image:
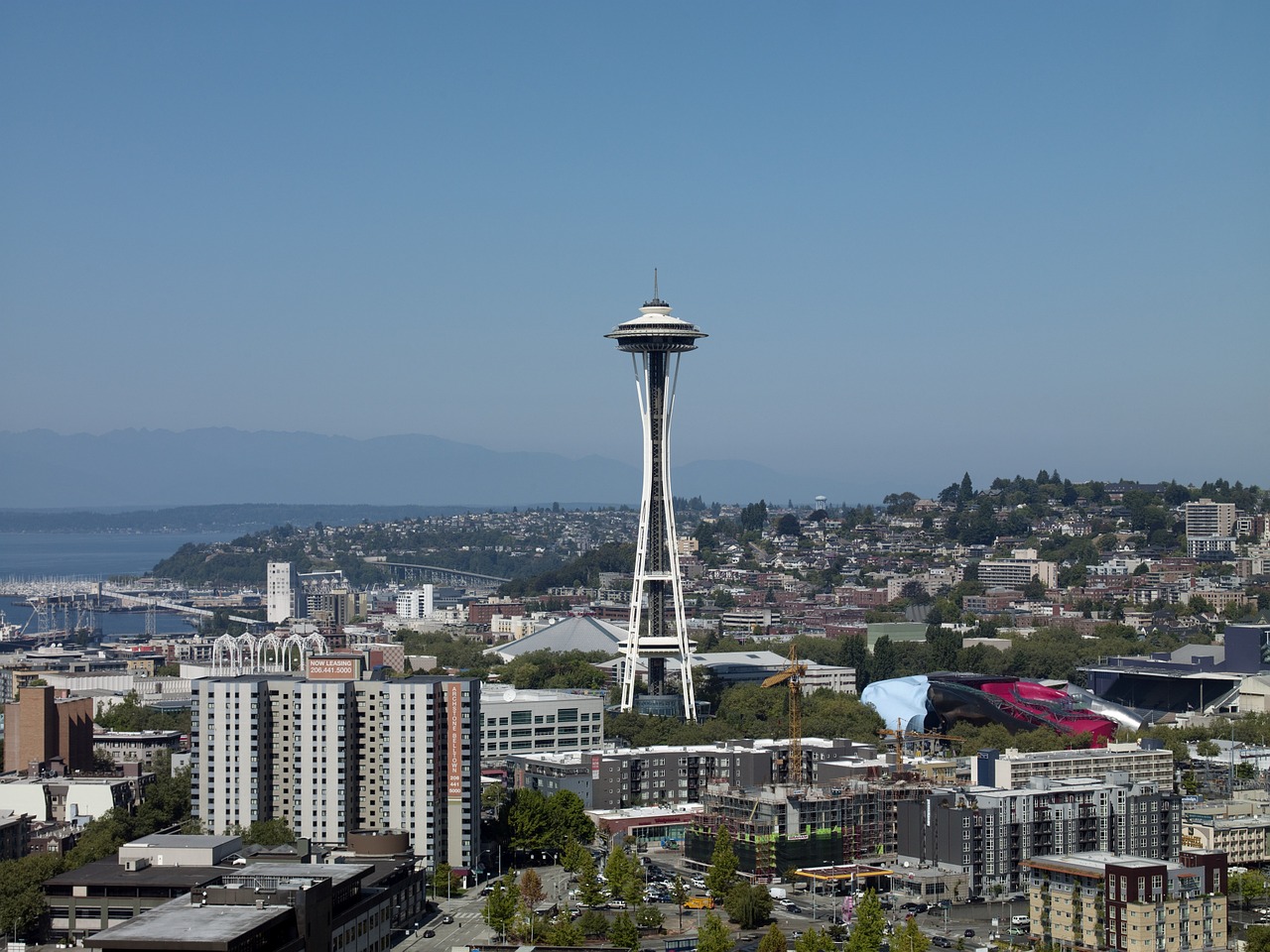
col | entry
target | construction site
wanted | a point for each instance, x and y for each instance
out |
(824, 814)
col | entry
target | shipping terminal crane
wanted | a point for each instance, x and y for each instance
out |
(794, 675)
(899, 737)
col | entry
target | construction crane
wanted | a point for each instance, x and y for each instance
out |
(899, 737)
(794, 675)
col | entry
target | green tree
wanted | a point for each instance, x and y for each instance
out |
(445, 881)
(563, 932)
(622, 932)
(531, 889)
(567, 819)
(712, 936)
(590, 890)
(911, 937)
(270, 833)
(575, 857)
(867, 927)
(748, 904)
(818, 941)
(593, 923)
(22, 900)
(1257, 938)
(722, 866)
(772, 939)
(527, 819)
(492, 796)
(622, 875)
(502, 905)
(788, 526)
(1246, 888)
(680, 893)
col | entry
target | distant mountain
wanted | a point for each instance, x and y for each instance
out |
(146, 468)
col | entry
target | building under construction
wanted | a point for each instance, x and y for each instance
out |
(779, 829)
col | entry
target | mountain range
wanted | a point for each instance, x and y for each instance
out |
(150, 468)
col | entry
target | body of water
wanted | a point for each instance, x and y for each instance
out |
(36, 555)
(112, 624)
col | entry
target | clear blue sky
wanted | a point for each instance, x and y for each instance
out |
(924, 238)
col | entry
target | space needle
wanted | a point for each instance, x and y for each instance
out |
(654, 340)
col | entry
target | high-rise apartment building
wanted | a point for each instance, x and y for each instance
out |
(1207, 518)
(1209, 527)
(1129, 902)
(282, 593)
(1019, 570)
(989, 833)
(331, 753)
(416, 603)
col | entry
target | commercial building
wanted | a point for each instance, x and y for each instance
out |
(136, 747)
(277, 906)
(988, 833)
(42, 728)
(336, 752)
(1129, 902)
(616, 778)
(1238, 828)
(518, 721)
(776, 829)
(1012, 770)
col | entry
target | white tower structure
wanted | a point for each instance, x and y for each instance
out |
(654, 340)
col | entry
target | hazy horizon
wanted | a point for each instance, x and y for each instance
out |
(924, 240)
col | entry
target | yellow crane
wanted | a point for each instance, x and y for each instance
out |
(794, 675)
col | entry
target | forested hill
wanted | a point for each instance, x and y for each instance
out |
(241, 517)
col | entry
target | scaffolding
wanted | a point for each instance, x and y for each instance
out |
(780, 829)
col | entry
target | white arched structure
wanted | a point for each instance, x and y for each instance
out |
(246, 654)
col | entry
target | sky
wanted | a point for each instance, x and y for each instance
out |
(924, 238)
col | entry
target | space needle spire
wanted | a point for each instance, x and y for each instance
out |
(654, 340)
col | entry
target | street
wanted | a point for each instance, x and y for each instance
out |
(816, 911)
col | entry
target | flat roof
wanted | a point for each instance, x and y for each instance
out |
(111, 874)
(182, 923)
(180, 841)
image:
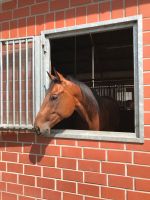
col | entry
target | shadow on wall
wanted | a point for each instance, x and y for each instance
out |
(39, 21)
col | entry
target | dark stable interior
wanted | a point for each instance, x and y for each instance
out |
(113, 69)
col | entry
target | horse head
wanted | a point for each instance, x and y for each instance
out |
(59, 103)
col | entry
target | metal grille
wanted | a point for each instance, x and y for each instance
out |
(17, 83)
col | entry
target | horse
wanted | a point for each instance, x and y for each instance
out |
(67, 96)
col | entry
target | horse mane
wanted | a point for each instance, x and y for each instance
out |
(90, 97)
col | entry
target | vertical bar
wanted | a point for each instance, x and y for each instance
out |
(14, 83)
(7, 84)
(26, 81)
(1, 80)
(33, 93)
(20, 89)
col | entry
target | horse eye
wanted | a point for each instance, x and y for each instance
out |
(53, 97)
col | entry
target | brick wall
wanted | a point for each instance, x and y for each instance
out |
(57, 169)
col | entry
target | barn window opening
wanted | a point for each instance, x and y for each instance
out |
(105, 62)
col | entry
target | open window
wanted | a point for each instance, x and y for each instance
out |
(107, 57)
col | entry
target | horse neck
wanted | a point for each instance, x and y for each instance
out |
(90, 113)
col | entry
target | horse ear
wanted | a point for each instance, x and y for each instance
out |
(50, 76)
(59, 76)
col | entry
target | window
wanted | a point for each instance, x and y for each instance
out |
(108, 57)
(17, 83)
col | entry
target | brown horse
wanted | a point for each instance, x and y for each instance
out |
(65, 96)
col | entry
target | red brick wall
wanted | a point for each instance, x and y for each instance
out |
(57, 169)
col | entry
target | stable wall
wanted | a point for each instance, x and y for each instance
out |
(34, 167)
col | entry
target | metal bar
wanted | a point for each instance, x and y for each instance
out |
(7, 83)
(1, 80)
(33, 93)
(20, 89)
(26, 82)
(14, 83)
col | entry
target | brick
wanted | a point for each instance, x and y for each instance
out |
(49, 21)
(9, 177)
(31, 148)
(21, 12)
(54, 195)
(117, 8)
(147, 131)
(89, 190)
(71, 175)
(146, 38)
(104, 11)
(146, 78)
(66, 186)
(32, 170)
(30, 26)
(131, 7)
(79, 2)
(27, 159)
(95, 178)
(140, 147)
(65, 142)
(146, 24)
(92, 13)
(39, 8)
(2, 186)
(32, 191)
(70, 17)
(81, 15)
(119, 156)
(142, 185)
(94, 154)
(138, 171)
(142, 158)
(7, 156)
(59, 19)
(68, 196)
(66, 163)
(46, 161)
(15, 167)
(39, 24)
(144, 7)
(51, 150)
(146, 64)
(120, 182)
(2, 166)
(137, 195)
(146, 51)
(52, 172)
(45, 183)
(86, 165)
(113, 168)
(14, 188)
(112, 145)
(57, 5)
(112, 193)
(5, 16)
(22, 3)
(9, 5)
(27, 180)
(9, 196)
(88, 143)
(71, 152)
(147, 91)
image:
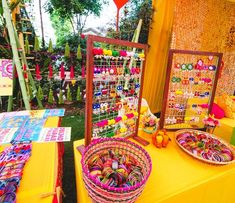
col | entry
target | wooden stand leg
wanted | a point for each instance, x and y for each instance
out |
(81, 148)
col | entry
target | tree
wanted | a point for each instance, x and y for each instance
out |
(40, 93)
(50, 97)
(79, 98)
(61, 99)
(69, 96)
(133, 11)
(74, 11)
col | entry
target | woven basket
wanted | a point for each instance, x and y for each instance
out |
(102, 193)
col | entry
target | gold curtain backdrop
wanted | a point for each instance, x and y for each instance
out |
(159, 41)
(208, 26)
(192, 25)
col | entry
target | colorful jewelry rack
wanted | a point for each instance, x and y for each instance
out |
(114, 80)
(190, 86)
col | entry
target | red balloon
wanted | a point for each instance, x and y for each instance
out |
(120, 3)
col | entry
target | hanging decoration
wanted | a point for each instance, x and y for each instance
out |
(71, 72)
(62, 74)
(69, 96)
(38, 74)
(27, 48)
(83, 71)
(61, 99)
(6, 82)
(25, 71)
(36, 44)
(50, 97)
(50, 73)
(50, 47)
(67, 50)
(119, 5)
(79, 98)
(40, 93)
(79, 53)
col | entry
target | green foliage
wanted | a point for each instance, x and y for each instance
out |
(134, 11)
(27, 48)
(40, 93)
(69, 96)
(50, 47)
(69, 8)
(36, 44)
(50, 97)
(30, 93)
(67, 50)
(61, 99)
(79, 53)
(79, 98)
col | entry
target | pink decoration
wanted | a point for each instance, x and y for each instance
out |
(217, 111)
(62, 74)
(83, 72)
(71, 72)
(25, 71)
(50, 74)
(38, 76)
(117, 119)
(204, 106)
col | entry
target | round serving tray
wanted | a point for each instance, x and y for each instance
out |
(179, 132)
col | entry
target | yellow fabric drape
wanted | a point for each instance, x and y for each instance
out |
(159, 41)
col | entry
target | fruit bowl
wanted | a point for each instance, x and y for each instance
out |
(205, 147)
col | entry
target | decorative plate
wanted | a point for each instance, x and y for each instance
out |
(205, 147)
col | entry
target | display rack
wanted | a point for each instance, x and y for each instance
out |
(114, 80)
(190, 86)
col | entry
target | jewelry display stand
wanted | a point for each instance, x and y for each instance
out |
(190, 86)
(114, 81)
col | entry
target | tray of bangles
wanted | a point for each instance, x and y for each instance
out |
(205, 147)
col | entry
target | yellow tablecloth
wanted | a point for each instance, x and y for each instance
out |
(176, 177)
(40, 172)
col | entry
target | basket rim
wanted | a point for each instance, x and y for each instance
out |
(114, 189)
(178, 132)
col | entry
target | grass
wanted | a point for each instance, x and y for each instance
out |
(69, 179)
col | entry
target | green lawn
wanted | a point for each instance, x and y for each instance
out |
(69, 183)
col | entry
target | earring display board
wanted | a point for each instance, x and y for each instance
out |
(189, 89)
(115, 72)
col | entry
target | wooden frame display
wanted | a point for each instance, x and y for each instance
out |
(190, 86)
(114, 80)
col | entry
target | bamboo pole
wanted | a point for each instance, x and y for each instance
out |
(15, 53)
(31, 80)
(10, 98)
(136, 39)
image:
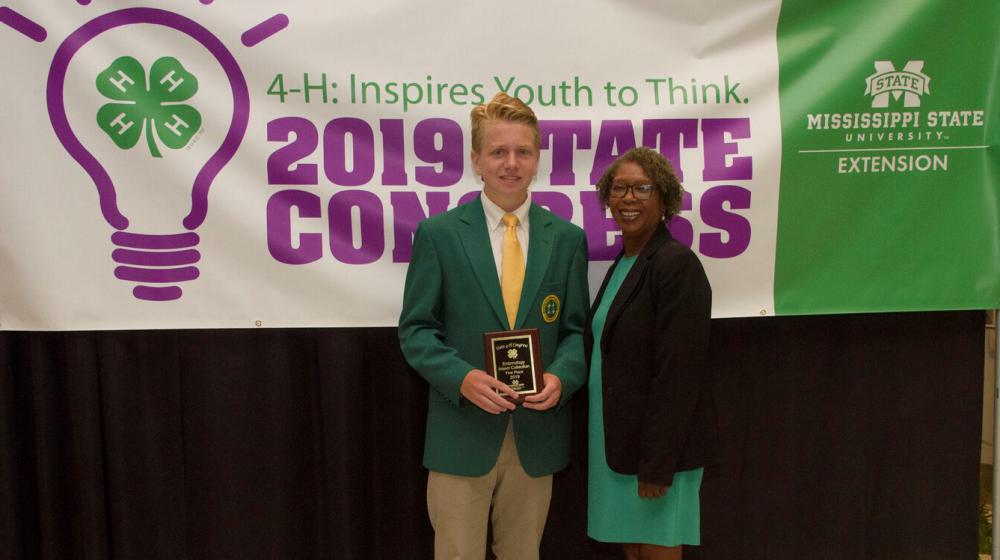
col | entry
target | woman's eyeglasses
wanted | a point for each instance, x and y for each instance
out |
(641, 192)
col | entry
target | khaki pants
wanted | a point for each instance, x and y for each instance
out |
(459, 508)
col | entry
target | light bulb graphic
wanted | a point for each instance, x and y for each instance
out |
(156, 262)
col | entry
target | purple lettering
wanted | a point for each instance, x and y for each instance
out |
(279, 227)
(616, 138)
(597, 223)
(562, 134)
(714, 214)
(449, 155)
(280, 164)
(335, 155)
(371, 226)
(393, 152)
(716, 149)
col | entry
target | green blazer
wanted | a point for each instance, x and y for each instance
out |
(452, 296)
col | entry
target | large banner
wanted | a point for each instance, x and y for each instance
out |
(192, 164)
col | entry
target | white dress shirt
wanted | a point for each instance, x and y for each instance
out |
(496, 228)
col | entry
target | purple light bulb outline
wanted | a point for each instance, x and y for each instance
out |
(103, 182)
(138, 251)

○ ○ ○

TASK DETAILS:
For the word "brick", return every line of the records that holds it.

RESPONSE:
target | brick wall
target | red brick wall
target | brick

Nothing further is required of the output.